Assigned task: Every entry below needs to be printed again exactly, with its pictures left out.

----

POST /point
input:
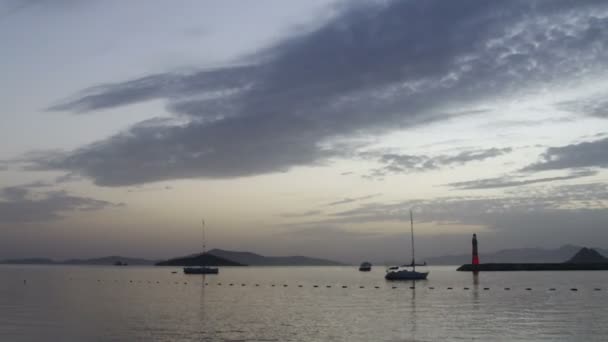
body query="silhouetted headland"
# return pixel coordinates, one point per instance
(515, 255)
(254, 259)
(206, 259)
(585, 259)
(109, 260)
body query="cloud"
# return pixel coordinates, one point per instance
(351, 200)
(302, 214)
(404, 163)
(484, 211)
(377, 67)
(585, 154)
(510, 181)
(18, 204)
(596, 105)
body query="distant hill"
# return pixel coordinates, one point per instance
(206, 259)
(587, 256)
(253, 259)
(110, 260)
(519, 255)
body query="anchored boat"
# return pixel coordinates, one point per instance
(407, 272)
(202, 269)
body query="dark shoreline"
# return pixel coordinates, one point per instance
(535, 267)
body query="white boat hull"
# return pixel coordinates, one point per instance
(405, 275)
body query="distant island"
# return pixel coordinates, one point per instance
(206, 259)
(220, 257)
(586, 259)
(215, 257)
(109, 260)
(254, 259)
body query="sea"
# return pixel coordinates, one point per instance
(133, 303)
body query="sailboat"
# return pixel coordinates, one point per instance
(202, 269)
(407, 272)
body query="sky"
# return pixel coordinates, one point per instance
(302, 127)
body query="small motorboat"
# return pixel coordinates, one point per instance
(365, 267)
(404, 273)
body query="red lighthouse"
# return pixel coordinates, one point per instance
(475, 255)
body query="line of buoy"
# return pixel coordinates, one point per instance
(573, 289)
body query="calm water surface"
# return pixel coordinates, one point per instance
(90, 303)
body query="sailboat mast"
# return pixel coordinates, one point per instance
(203, 255)
(412, 229)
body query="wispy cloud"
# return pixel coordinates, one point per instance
(19, 204)
(352, 199)
(405, 163)
(374, 68)
(302, 214)
(585, 154)
(510, 181)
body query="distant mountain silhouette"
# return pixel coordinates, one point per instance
(520, 255)
(253, 259)
(109, 260)
(206, 259)
(587, 256)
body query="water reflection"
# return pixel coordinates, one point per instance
(475, 289)
(202, 317)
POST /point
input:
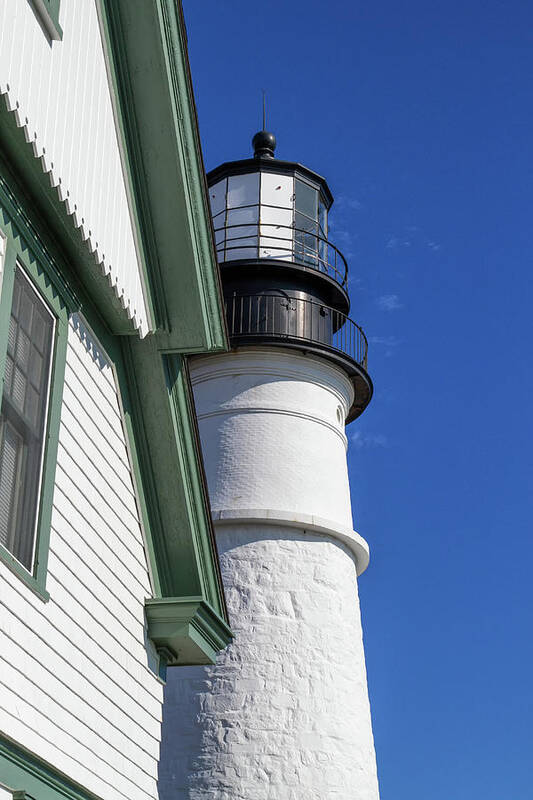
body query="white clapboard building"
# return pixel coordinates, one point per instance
(108, 568)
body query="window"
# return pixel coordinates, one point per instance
(35, 304)
(23, 418)
(306, 224)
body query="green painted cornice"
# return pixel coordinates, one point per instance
(21, 168)
(147, 56)
(186, 630)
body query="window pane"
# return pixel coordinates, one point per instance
(22, 419)
(10, 457)
(306, 199)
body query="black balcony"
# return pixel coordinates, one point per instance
(304, 247)
(296, 322)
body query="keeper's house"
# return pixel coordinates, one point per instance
(108, 568)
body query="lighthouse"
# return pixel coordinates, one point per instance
(283, 714)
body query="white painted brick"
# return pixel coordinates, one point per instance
(284, 713)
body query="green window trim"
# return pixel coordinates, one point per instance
(28, 776)
(38, 270)
(48, 13)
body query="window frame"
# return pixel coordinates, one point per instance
(17, 253)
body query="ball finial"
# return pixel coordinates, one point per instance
(264, 144)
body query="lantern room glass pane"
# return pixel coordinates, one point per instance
(243, 190)
(306, 199)
(217, 197)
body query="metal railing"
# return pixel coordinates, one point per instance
(284, 242)
(292, 318)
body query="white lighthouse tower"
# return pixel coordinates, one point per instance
(284, 712)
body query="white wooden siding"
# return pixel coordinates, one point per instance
(77, 688)
(60, 95)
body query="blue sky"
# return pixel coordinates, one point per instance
(420, 116)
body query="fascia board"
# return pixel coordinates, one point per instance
(27, 173)
(148, 50)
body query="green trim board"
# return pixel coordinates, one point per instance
(181, 542)
(159, 421)
(28, 776)
(147, 54)
(24, 249)
(186, 630)
(48, 14)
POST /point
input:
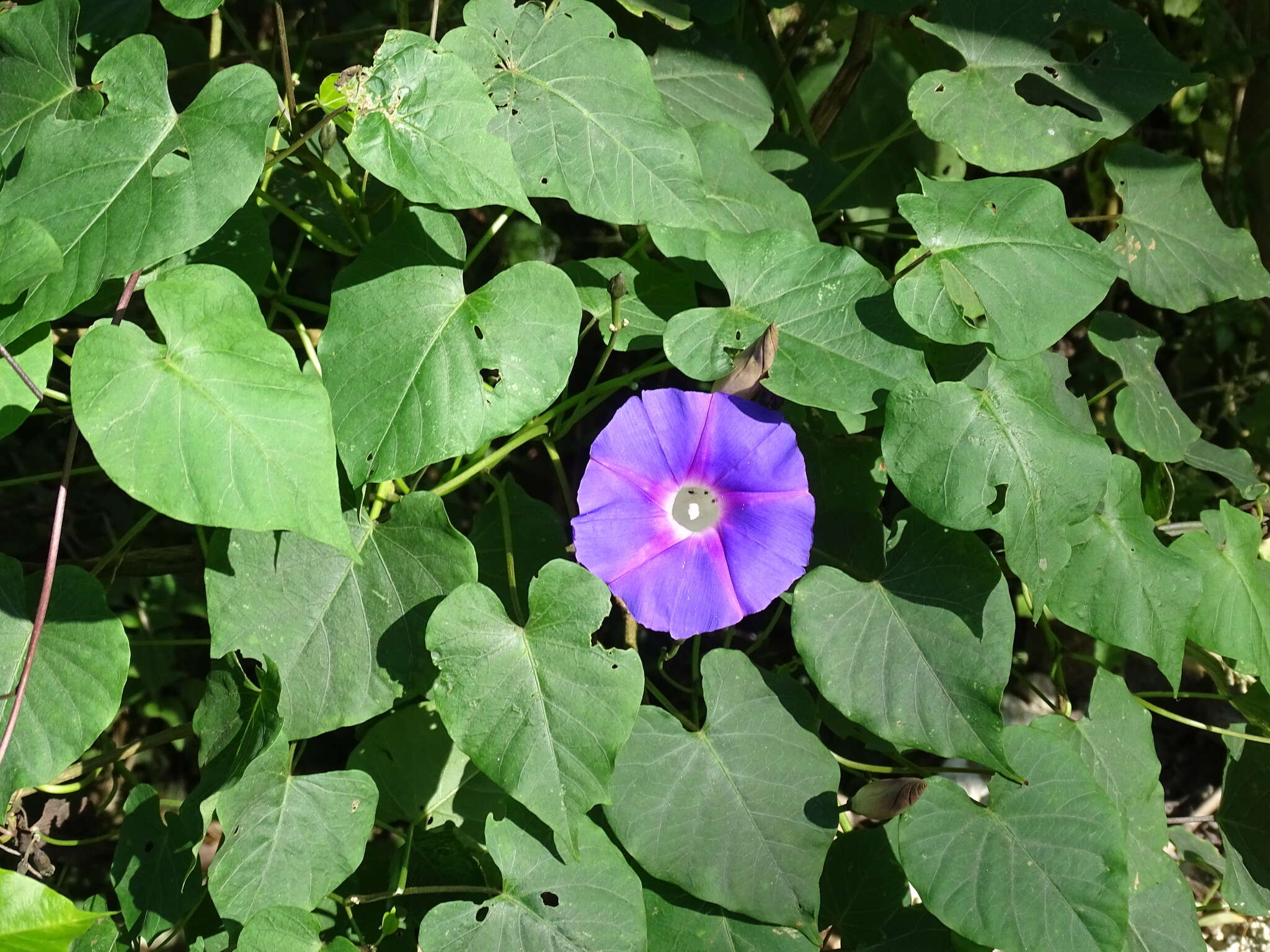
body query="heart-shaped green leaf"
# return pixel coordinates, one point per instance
(538, 707)
(921, 655)
(216, 426)
(1005, 268)
(479, 364)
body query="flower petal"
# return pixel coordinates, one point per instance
(747, 447)
(678, 419)
(768, 541)
(685, 589)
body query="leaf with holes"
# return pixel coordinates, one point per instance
(760, 845)
(37, 919)
(1146, 414)
(585, 903)
(148, 182)
(538, 707)
(420, 127)
(1005, 268)
(37, 75)
(419, 772)
(598, 138)
(270, 822)
(842, 342)
(154, 867)
(1016, 106)
(33, 352)
(701, 86)
(921, 655)
(1170, 244)
(347, 637)
(1055, 848)
(1232, 617)
(654, 294)
(216, 426)
(78, 677)
(739, 197)
(997, 457)
(1122, 584)
(479, 363)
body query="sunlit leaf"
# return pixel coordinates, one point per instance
(841, 339)
(1019, 106)
(921, 655)
(420, 127)
(538, 707)
(216, 426)
(479, 363)
(1123, 586)
(1055, 848)
(1170, 244)
(760, 847)
(1005, 266)
(598, 138)
(1001, 457)
(149, 182)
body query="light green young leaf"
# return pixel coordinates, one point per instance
(921, 655)
(760, 845)
(1003, 457)
(154, 865)
(1233, 465)
(678, 922)
(191, 9)
(347, 637)
(235, 723)
(841, 339)
(479, 364)
(149, 182)
(588, 903)
(1245, 827)
(654, 294)
(578, 106)
(271, 819)
(538, 537)
(1005, 266)
(420, 775)
(281, 930)
(37, 919)
(1123, 586)
(75, 684)
(218, 426)
(1016, 106)
(1170, 243)
(1232, 617)
(29, 254)
(33, 352)
(37, 76)
(1146, 414)
(539, 708)
(703, 87)
(739, 197)
(1054, 850)
(420, 127)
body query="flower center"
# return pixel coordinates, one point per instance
(695, 508)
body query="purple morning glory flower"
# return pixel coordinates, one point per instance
(695, 509)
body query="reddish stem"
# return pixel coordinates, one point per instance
(55, 541)
(46, 589)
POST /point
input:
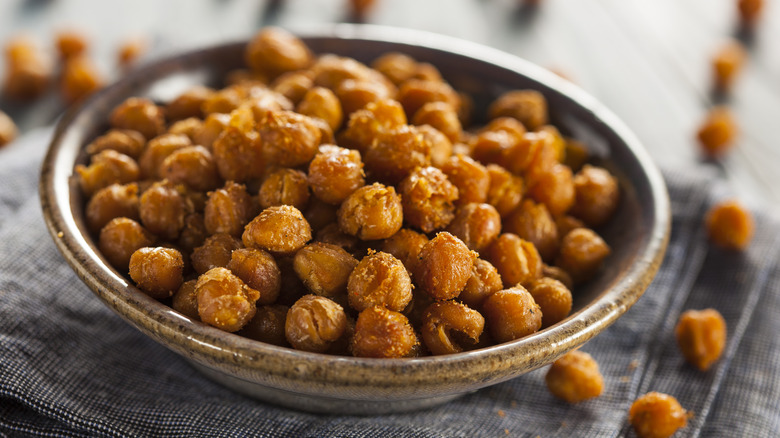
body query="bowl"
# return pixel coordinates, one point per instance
(638, 235)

----

Response:
POST /point
input:
body query="silhouetted headland"
# return pixel coordinates, one point per instance
(515, 255)
(254, 259)
(206, 259)
(585, 259)
(109, 260)
body query="cloud"
# return pixel coordinates, one point per instance
(351, 200)
(302, 214)
(404, 163)
(484, 211)
(377, 67)
(585, 154)
(510, 181)
(18, 204)
(596, 105)
body query="distant hill"
# return pixel coordinates, one point per instance
(206, 259)
(587, 256)
(253, 259)
(110, 260)
(519, 255)
body query="anchored boat"
# return pixel coordinates, one point per instance
(407, 272)
(202, 269)
body query="dark shoreline"
# return pixel coordinates, one point per instance
(535, 267)
body query="white boat hull"
# return pixel coordinates, one point per instance
(405, 275)
body query="distant island"
# return pixel coordinates, one point per instance
(206, 259)
(220, 257)
(586, 259)
(215, 257)
(109, 260)
(254, 259)
body query="sea"
# return pixel coordinates, one point per instance
(133, 303)
body query="sailboat"
# return pixel coordinates, one point per instance
(202, 269)
(407, 272)
body query="sky"
# return pixel coordinates, one point per instance
(302, 127)
body query="small motorboat"
# return pixel coordinates, one point per instance
(365, 267)
(404, 273)
body query="red lighthouse"
# return pixel coordinates, one point per instance
(475, 255)
body query="line of buoy"
# return pixel coordinates, one point per instance
(573, 289)
body query="calm water surface"
# return pixel coordinates, one point per instance
(90, 303)
body query="sailboat mast"
# return pixel coordinates, one point per instance
(203, 255)
(412, 229)
body query="wispy cloud"
# return pixel coordinates, one point per instance
(19, 204)
(352, 199)
(405, 163)
(374, 68)
(302, 214)
(585, 154)
(510, 181)
body query="distant mountain silhouette"
# return pixel coordinates, one point per instance
(520, 255)
(253, 259)
(109, 260)
(206, 259)
(587, 256)
body query="water reflection"
# return pixel coordinates, one point per instance
(475, 289)
(202, 317)
POST /point
input:
body query="white clapboard building"
# return pixel coordinates, one point per instance
(108, 568)
body query="window"
# return pixel coordinates, one point per instance
(35, 304)
(23, 418)
(306, 224)
body query="green painted cornice"
# return pixel coordinates, one point per instance
(21, 168)
(147, 56)
(186, 630)
body query="window pane"
# return pixel coordinates, one point per instance
(22, 419)
(10, 457)
(306, 199)
body query="black balcony"
# return pixel coordinates, one point per instance
(304, 247)
(296, 322)
body query="keeper's house"
# return pixel coordinates, one point per instance
(108, 568)
body query="lighthouse"
# return pixel coordinates, one point per instance
(283, 714)
body query="white painted brick"
# return pixel coordinates, one point per instance
(284, 713)
body query="green window trim"
# return pixel coordinates, one point per instance
(28, 776)
(38, 270)
(48, 13)
body query="window frame"
# return pixel coordinates, one point per instance
(17, 253)
body query="ball finial"
# return pixel coordinates, one point per instance
(264, 144)
body query="lantern room glass pane"
# return pixel coordinates, one point per instance
(243, 190)
(306, 199)
(217, 197)
body query="metal railing"
# return pixel coordinates, one point per instance
(284, 242)
(292, 318)
body query="white lighthouse tower"
# return pixel coordinates, one point per instance
(284, 712)
body query="white wooden siding"
# return pixel coordinates, one point per instance
(77, 688)
(60, 95)
body query="blue sky"
# return pixel coordinates, one point per instance
(420, 116)
body query="fascia board"
# return pixel coordinates, one point per instance
(27, 173)
(148, 50)
body query="green trim board"
# return pixel coordinates, one point per instance
(181, 542)
(159, 421)
(28, 776)
(147, 54)
(24, 249)
(186, 630)
(48, 14)
POST /point
input:
body query="heart-shaped green leaf"
# return pixel coordinates, one point per instance
(538, 707)
(921, 655)
(216, 426)
(1005, 268)
(479, 364)
body query="flower petal"
# return pixel coordinates, one point per instance
(747, 447)
(678, 419)
(768, 541)
(685, 589)
body query="leaf with holes"
# return pixel coordinates, one point per instance
(760, 845)
(37, 919)
(1146, 414)
(585, 903)
(148, 182)
(538, 707)
(420, 127)
(1005, 268)
(37, 75)
(419, 772)
(598, 138)
(270, 822)
(842, 342)
(154, 867)
(1016, 106)
(33, 352)
(701, 86)
(921, 655)
(1170, 244)
(347, 637)
(1055, 848)
(1232, 617)
(654, 294)
(216, 426)
(78, 677)
(739, 197)
(997, 457)
(1122, 584)
(479, 363)
body query="sunlit leaf"
# return pixel coordinates, one point per instance
(841, 339)
(1019, 106)
(921, 655)
(420, 127)
(538, 707)
(216, 426)
(479, 363)
(1123, 586)
(1055, 848)
(1170, 244)
(760, 847)
(1005, 266)
(598, 138)
(1001, 457)
(149, 182)
body query="light green young leaf"
# return pixel coordinates, one point per instance
(921, 655)
(760, 845)
(1003, 457)
(154, 865)
(1233, 465)
(678, 922)
(191, 9)
(347, 637)
(235, 723)
(841, 339)
(479, 364)
(149, 182)
(588, 903)
(1245, 827)
(654, 294)
(578, 106)
(271, 819)
(538, 537)
(1005, 266)
(420, 775)
(281, 930)
(37, 919)
(1123, 586)
(75, 684)
(218, 426)
(1016, 106)
(1170, 243)
(1232, 617)
(29, 254)
(33, 352)
(37, 76)
(1146, 414)
(539, 708)
(703, 87)
(739, 197)
(1054, 850)
(420, 127)
body query="flower center"
# return pixel coordinates, one point per instance
(695, 508)
body query="purple morning glory flower"
# return pixel coordinates, one point per instance
(695, 509)
body query="reddish stem"
# return pixel coordinates, one point per instance
(55, 541)
(46, 589)
POST /point
input:
body query="bowl"
# return pixel coordinates, one point per instance
(638, 235)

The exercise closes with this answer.